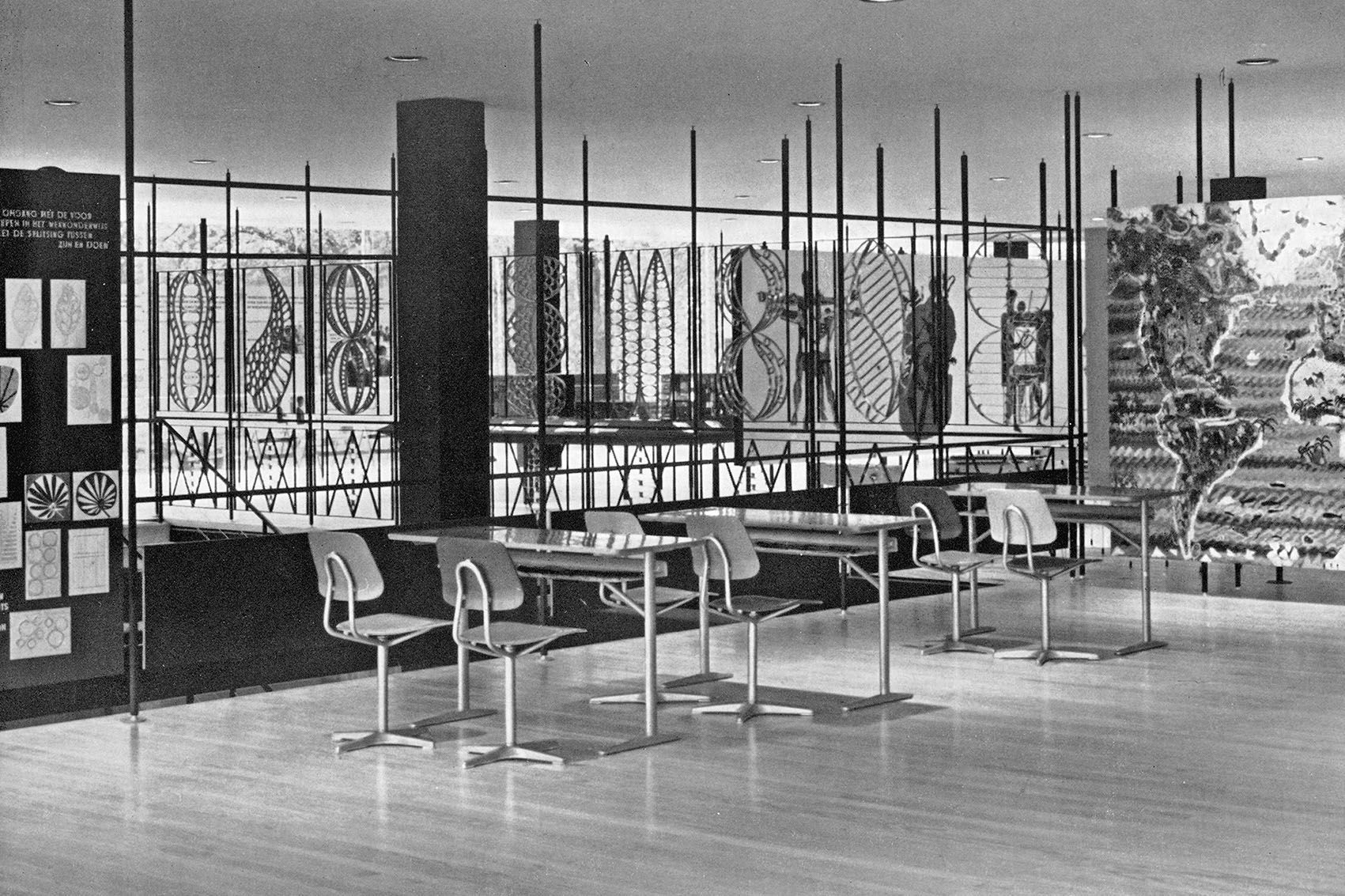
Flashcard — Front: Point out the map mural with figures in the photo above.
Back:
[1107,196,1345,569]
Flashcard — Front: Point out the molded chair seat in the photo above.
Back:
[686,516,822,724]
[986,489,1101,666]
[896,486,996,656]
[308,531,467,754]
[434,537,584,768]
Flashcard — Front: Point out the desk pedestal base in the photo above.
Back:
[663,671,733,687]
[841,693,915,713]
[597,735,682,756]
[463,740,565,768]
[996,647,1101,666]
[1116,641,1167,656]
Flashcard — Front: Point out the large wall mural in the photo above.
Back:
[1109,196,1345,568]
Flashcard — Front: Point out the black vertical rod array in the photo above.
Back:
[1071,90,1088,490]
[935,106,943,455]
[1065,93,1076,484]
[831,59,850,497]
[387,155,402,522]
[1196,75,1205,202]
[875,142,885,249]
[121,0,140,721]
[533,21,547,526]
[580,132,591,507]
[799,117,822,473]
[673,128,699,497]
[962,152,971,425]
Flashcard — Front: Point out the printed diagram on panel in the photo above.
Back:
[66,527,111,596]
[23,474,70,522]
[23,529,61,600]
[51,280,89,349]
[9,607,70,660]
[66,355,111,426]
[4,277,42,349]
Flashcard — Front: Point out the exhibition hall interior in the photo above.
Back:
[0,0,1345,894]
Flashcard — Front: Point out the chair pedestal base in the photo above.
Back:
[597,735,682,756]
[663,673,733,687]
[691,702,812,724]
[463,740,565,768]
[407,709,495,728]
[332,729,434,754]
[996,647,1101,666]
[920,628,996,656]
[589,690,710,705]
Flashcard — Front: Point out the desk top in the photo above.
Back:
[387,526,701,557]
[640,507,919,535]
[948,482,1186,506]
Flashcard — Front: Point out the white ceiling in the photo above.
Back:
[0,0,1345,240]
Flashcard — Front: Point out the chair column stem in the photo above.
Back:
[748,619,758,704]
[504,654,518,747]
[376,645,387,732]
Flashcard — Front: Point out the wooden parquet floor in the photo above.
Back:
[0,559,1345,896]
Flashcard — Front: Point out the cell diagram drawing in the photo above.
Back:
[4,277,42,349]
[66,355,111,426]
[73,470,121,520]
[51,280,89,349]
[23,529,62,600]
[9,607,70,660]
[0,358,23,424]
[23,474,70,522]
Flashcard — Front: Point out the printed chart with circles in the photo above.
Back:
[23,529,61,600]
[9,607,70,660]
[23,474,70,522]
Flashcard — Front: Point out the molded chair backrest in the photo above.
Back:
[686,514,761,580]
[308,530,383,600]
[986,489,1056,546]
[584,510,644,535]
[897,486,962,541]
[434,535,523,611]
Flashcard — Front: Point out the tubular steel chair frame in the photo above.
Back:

^^^^

__Work instructions__. Format everything from the line containing "Flashcard — Front: Point out the tubular" down to the end of the data as a JSON list of strings, with one string per line and any blank lines left out.

__Solution to this task__.
[
  "Flashcard — Front: Point out the tubular steel chair frame in the photo above.",
  "Back:"
]